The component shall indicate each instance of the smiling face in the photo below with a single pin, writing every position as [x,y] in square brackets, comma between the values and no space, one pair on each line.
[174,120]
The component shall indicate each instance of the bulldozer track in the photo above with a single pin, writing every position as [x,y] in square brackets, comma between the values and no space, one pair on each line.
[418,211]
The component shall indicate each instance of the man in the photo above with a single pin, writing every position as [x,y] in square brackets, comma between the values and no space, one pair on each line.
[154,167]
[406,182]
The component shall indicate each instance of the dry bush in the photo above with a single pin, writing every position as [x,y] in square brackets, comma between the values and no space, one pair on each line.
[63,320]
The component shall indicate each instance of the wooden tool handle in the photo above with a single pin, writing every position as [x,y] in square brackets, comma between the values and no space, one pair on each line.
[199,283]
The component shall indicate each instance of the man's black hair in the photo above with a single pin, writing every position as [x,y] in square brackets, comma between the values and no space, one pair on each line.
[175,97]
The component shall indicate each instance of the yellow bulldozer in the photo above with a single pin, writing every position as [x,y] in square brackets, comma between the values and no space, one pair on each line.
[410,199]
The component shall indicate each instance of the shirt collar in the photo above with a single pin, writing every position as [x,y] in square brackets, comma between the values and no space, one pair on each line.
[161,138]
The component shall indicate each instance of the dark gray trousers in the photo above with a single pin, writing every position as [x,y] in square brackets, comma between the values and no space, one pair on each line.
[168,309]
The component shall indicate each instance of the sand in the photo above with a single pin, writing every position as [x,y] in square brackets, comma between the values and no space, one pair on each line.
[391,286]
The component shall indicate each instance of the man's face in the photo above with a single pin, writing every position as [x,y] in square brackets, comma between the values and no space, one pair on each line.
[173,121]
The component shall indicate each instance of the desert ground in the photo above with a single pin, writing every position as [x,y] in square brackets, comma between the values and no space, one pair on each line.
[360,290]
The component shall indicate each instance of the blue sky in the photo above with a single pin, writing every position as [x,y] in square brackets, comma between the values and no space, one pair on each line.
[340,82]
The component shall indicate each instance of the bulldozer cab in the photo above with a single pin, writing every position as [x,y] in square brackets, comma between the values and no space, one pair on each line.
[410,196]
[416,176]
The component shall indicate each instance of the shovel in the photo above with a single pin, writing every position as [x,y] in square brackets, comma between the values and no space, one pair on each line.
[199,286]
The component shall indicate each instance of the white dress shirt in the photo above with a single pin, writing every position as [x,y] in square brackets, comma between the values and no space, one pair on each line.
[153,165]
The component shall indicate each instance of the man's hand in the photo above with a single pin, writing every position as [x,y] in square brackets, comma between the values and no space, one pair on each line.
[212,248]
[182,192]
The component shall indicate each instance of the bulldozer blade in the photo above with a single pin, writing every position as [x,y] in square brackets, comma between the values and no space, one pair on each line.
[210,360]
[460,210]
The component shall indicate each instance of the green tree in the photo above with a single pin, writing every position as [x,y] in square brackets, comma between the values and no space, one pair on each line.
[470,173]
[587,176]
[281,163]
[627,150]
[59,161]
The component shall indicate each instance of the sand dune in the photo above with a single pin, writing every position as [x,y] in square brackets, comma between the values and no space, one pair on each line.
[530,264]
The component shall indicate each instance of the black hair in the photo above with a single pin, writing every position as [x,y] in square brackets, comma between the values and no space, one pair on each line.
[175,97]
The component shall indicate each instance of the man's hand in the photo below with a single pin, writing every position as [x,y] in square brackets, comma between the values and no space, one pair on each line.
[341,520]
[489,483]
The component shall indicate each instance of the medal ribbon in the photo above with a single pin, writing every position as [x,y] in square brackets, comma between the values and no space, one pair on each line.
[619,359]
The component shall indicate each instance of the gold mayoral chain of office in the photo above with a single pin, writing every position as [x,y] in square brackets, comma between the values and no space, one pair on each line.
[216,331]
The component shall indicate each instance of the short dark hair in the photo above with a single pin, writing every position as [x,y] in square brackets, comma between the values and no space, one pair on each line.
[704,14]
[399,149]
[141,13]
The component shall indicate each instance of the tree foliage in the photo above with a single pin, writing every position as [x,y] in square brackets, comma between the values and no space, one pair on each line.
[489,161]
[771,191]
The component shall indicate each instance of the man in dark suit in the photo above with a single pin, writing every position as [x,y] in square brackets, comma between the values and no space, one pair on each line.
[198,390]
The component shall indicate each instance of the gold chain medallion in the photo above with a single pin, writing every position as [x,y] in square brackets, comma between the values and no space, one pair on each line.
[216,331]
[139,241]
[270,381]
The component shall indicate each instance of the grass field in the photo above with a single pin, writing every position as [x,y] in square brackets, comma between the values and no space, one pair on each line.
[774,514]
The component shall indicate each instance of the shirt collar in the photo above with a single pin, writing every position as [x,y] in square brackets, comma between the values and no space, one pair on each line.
++++++++++++++++++++
Output each record exactly as it appears in the listing.

The component shall indicate each instance of the smiling face in the photo below with a single pin, writing every position as [x,y] in square brackets, comma between the values and no space, one pair on each line.
[174,120]
The component shall indicate each instance of the bulldozer track in the photo above with a single pin, writing every position as [x,y] in square brackets, comma between the values and no space, one pair on each line.
[418,211]
The component shall indicate each instance of the man in the photo above with a single pin, writing every position as [x,y] in square brackets, comma between the values and no space, one pair on each line.
[154,167]
[406,182]
The component shall indicate each instance of the dry bush in the photo above with a single pin, writing every position as [x,y] in square brackets, comma between the values and no space, one pair on each line.
[63,320]
The component shall indicate each instance of the wooden tool handle in the photo above with a single pin, writing every position as [x,y] in square brackets, comma between the values and no space, one pair on each line.
[199,283]
The component shall indicate each instance of the man's black hair in the photo above with a single pin, writing every position as [x,y] in square brackets, comma between the values and no space, one pair on each line.
[175,97]
The component shall indicate each instance of the yellow bulldozer in the photo above with a single pin, writing every position as [x,y] in square brackets, comma between the values and no space, one pair on each line.
[410,199]
The component shall indicate each instance of the shirt collar in the photo above with a single pin, writing every position as [x,y] in square brackets, comma between the values and no space, one pair on each line.
[161,138]
The component shall indicate each instance of the dark gray trousers in the photo above with a single pin, writing every position as [x,y] in square brackets, comma between the values and no space, one pair on each line.
[168,309]
The component shall indicate each instance of the sand in the photo above with a single pin, writing every position as [x,y] in square brackets, comma between the values and no space, one pair on each line.
[391,286]
The component shall indicate each instance of the man's face in the photo above with a single pin, writing every position as [x,y] in square brackets, comma between the values and no space, one pair on each line.
[173,121]
The component shall indicate each instance of the desert ground in the photo above with a single pin, writing every position as [x,y] in square brackets, comma between the values and no space, one pair on each line.
[360,290]
The component shall indicate each instance of the blue sky in the photo above with a single pin, writing every position as [x,y] in square brackets, comma between the values and no space, one pair on each line.
[340,82]
The component shall indicate each instance of the bulldozer cab in the photo above with a single pin, writing every position as [x,y] in square brackets, comma between the values and no space, one pair on each line.
[410,196]
[416,176]
The component shall indicate each instance of the shovel in the photo above with a single pin, writing every position as [x,y] in square brackets, comma between the values and no space, one pair on each line.
[199,286]
The component shall indicate each instance of the white dress shirt in the photo above with a single pin, writing every position as [x,y] in square brackets, comma between the values and no space, one pair on each line.
[153,165]
The component shall indicate each instance of the man's hand in the photo above with a single pin, writing every position as [x,y] in square brackets, comma between the values and no space, one pair on each line.
[212,248]
[182,192]
The component shall indicate each instance of the bulldozer blade in the photo above with a single pin, writing every position as [x,y] in square brackets, comma between the values and no space, one pair on each line.
[210,360]
[460,210]
The component shall indicate each instance of the green tree in the photo above with a single pin, writing every position as [x,y] in square brackets, comma between the values and no space, one pair on each line.
[470,173]
[587,176]
[281,163]
[627,150]
[59,161]
The component shall indicate each instance of the sand dune in the photo above with a single pin, writing every position as [x,y] in square brackets, comma between the values and no space, one pair on each line.
[530,264]
The component shall indicate each instance of the black hair in the photo above with a single pin, writing every position as [x,y] in square brackets, comma between the values and no space, one pair on each line.
[175,97]
The component shall indicate each instance of the man's hand in the photo below with a single pin, writing every position as [x,y] in square brackets, comma between the values and no space, one pair on each line.
[341,520]
[489,483]
The component shall indicate each instance of the medal ribbon in the photo above with a single pin, writing every position as [x,y] in square brackets, comma between the values and no space, one pair on each line.
[619,359]
The component shall indicate each instance of the gold mayoral chain of office in the photo above with a single pin, writing every position as [x,y] in square brackets, comma between the values and no space, one pair on each line.
[216,331]
The component shall indicate each instance of the short dark hair in the photo above with a single pin, writing every position as [x,y] in square brackets, comma between the values and no space, one pair on each line.
[704,14]
[399,149]
[141,13]
The component shall indicate each instance of the tree foliage in the photo above with a single pin, writing every position as [x,y] in square brackets, comma between the values and no space, one pair on each line.
[489,161]
[771,191]
The component shall indicate each instance of the man in dark suit in the photo above with a single pin, writing every position as [x,y] in square brackets, comma between the values and no space, one pair on each line.
[198,390]
The component shall indicate each instance of the gold chain medallion in the photo above with a single pin, writing every position as [x,y] in square brackets, comma between the values and no space, one pair on each line.
[216,331]
[139,241]
[270,381]
The component shall indicate each instance of the grass field in the photo above with a single pin, writing every position as [x,y] in square brackets, comma between the values and no space, one pair on each line.
[774,514]
The component shall indicate each instance of the shirt collar in the photo above with a single pin, writing every position as [x,y] in square brackets, comma between the values and no space, one pair on each line.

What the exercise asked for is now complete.